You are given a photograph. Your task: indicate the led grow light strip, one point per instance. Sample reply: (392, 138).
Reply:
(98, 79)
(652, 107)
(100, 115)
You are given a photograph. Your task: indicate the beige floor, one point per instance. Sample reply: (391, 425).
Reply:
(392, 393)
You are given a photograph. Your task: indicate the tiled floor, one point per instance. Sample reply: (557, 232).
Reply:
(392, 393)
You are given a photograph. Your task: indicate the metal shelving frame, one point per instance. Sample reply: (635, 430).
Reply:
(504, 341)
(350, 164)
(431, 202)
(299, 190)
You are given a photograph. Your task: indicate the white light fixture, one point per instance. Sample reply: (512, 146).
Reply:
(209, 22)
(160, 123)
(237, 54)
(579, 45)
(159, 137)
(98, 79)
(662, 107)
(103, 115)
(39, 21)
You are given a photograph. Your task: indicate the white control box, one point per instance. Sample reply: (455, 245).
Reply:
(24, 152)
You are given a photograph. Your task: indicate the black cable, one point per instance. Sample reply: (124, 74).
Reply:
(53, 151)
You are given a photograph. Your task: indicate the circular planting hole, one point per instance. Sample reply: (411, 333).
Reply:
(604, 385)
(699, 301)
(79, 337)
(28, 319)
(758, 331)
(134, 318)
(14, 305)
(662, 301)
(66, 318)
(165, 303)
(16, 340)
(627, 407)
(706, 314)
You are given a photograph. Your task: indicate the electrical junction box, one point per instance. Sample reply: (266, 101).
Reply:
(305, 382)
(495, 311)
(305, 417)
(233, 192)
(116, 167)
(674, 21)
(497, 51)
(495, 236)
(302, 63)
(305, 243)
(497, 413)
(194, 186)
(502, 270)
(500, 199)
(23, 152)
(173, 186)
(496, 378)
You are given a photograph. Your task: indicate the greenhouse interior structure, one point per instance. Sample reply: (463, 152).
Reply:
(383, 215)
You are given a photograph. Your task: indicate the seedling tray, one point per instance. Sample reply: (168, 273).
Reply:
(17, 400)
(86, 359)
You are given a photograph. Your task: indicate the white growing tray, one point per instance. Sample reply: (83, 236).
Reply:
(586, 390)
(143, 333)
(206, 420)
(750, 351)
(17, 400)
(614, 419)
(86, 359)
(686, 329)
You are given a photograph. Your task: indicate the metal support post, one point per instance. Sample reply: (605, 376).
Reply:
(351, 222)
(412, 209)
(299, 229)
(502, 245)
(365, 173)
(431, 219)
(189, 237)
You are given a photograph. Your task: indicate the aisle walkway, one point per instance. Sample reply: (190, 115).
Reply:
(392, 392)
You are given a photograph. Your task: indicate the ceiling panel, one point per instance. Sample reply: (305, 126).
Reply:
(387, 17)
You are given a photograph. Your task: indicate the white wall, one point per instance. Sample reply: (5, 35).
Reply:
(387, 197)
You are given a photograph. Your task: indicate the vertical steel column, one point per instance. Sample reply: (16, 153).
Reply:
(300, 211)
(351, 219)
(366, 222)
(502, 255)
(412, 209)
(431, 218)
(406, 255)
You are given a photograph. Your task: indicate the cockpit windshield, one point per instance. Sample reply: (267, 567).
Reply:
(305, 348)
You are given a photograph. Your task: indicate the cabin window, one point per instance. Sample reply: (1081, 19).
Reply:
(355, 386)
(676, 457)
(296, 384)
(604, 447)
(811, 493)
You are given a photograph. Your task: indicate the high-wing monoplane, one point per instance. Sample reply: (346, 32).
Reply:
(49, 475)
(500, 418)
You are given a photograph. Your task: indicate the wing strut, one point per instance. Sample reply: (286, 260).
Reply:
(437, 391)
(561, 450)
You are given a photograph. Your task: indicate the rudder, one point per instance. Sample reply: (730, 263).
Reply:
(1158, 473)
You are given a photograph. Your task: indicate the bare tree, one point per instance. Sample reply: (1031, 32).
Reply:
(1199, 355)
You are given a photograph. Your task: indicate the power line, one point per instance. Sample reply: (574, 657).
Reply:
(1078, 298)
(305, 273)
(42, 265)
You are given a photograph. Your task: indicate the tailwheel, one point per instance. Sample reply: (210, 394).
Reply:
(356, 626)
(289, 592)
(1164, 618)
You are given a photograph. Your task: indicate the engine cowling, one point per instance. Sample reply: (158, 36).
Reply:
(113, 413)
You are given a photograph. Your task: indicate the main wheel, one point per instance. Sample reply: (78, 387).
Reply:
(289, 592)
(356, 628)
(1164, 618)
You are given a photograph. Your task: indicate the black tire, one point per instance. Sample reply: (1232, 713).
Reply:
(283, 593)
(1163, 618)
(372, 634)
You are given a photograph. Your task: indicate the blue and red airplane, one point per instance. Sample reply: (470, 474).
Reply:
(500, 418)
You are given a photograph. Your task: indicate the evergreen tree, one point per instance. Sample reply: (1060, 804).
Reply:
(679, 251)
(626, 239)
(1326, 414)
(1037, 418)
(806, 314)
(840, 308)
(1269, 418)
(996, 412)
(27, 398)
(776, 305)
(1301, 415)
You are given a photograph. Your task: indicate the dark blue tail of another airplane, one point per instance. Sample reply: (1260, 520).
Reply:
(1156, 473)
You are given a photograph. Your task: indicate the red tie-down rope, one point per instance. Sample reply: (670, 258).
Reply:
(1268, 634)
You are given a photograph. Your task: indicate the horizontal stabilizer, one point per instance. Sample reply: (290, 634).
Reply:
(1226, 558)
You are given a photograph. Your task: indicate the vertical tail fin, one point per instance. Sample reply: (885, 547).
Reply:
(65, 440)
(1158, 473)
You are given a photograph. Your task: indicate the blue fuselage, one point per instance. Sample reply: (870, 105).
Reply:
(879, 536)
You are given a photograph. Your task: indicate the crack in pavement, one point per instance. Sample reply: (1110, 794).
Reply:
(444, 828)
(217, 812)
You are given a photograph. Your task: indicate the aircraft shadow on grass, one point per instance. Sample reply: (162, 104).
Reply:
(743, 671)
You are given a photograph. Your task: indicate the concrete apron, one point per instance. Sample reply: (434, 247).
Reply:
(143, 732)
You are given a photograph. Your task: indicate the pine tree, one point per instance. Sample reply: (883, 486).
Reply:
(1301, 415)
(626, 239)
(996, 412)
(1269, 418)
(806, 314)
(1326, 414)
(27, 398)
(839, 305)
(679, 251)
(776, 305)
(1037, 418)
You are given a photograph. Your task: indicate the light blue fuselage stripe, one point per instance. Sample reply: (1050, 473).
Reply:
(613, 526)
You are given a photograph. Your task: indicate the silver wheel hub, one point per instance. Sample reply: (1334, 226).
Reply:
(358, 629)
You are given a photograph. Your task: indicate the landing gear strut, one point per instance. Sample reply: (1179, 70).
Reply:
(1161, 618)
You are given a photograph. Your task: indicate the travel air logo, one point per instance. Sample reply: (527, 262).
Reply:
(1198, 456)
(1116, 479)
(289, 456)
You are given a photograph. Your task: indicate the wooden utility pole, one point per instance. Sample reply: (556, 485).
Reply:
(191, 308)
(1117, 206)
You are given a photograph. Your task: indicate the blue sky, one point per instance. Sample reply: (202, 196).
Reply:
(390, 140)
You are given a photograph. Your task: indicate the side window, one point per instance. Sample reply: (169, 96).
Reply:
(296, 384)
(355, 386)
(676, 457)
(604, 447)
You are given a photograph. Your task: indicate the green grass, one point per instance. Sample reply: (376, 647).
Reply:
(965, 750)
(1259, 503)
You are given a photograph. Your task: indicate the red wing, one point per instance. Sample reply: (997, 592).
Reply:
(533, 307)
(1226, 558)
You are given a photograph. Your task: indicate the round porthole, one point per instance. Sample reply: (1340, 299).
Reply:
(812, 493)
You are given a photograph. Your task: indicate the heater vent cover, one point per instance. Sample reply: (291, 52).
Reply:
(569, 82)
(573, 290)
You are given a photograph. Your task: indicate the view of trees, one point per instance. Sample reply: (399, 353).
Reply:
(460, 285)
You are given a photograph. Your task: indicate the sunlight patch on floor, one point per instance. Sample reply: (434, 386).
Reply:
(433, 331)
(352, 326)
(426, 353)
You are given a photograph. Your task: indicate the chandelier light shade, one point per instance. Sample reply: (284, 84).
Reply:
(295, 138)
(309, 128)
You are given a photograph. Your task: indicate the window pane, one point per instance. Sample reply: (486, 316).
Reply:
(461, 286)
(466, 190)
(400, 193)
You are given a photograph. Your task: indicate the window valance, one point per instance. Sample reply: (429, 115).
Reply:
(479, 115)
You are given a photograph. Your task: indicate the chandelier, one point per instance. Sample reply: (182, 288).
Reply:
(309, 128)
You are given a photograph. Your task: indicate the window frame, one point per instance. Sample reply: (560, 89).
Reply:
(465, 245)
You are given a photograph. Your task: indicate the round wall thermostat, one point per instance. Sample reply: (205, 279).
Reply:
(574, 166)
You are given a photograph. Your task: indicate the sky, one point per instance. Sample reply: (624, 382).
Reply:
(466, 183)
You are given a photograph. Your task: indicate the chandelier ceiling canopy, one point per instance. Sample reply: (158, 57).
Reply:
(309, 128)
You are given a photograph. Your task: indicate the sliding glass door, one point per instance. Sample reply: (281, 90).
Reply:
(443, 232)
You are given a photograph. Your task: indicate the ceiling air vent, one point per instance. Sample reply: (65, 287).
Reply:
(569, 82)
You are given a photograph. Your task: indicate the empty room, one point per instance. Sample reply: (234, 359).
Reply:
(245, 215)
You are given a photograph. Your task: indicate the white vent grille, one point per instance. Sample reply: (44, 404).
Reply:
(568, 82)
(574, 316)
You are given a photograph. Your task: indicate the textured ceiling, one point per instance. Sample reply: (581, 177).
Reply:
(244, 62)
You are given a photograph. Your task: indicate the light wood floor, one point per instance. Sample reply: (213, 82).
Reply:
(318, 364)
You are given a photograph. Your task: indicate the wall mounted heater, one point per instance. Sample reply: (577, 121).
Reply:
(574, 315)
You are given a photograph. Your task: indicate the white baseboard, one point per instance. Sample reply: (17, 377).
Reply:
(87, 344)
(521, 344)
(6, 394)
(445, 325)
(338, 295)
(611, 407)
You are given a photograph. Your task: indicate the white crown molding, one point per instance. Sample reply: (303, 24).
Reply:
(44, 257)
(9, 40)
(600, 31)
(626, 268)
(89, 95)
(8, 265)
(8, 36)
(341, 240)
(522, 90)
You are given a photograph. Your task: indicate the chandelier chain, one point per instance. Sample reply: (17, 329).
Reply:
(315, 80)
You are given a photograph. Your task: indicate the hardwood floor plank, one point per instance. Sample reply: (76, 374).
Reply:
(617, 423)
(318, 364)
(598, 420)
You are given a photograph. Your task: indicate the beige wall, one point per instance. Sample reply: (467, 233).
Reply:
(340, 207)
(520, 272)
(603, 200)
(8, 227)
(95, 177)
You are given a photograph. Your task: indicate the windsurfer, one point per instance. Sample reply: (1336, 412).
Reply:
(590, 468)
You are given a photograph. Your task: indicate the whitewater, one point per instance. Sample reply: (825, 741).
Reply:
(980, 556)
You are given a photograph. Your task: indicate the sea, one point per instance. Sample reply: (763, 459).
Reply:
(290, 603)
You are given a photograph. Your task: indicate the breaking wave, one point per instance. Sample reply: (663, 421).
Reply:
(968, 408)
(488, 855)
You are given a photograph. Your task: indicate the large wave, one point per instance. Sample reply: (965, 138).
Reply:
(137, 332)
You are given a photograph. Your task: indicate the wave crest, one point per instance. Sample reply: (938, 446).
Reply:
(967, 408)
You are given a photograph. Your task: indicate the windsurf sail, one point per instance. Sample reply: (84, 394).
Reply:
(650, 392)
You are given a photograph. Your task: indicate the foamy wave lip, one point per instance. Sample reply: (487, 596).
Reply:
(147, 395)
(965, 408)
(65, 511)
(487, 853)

++++++++++

Repeat exactly the lines from the line containing "reply: (1336, 412)." through the last line of the records above, including both, and nothing else.

You are given a photograph. Your task: indicate the windsurfer, one point per instance. Sample reply: (1336, 412).
Reply:
(590, 468)
You are given a photograph. Your task: indicate the whitewater, one point per instance. Sample reply: (825, 741).
Reply:
(980, 556)
You are given a photograph. Your task: indicate the sea, one point per instance. Sample reply: (763, 459).
Reply:
(290, 603)
You are given a photograph. Your task: indicate the breaking wave, one point per instance. Sample reply: (663, 421).
Reply:
(968, 408)
(488, 855)
You are given a photograph. Your task: indicate the large wave, one point per instance. Sample reply: (965, 138).
Reply:
(137, 332)
You are given a photograph. Your task: indicate the wave crest, one point per instance. Sample reply: (938, 446).
Reply:
(967, 408)
You are given a photograph. Your task: indicate the windsurf sail, one point per instance. Sample reply: (84, 394).
Reply:
(650, 392)
You are given a photograph. Your task: indicate the foamy wave lip, one point per instance. Sample reply: (487, 596).
Reply:
(147, 395)
(965, 408)
(65, 511)
(487, 853)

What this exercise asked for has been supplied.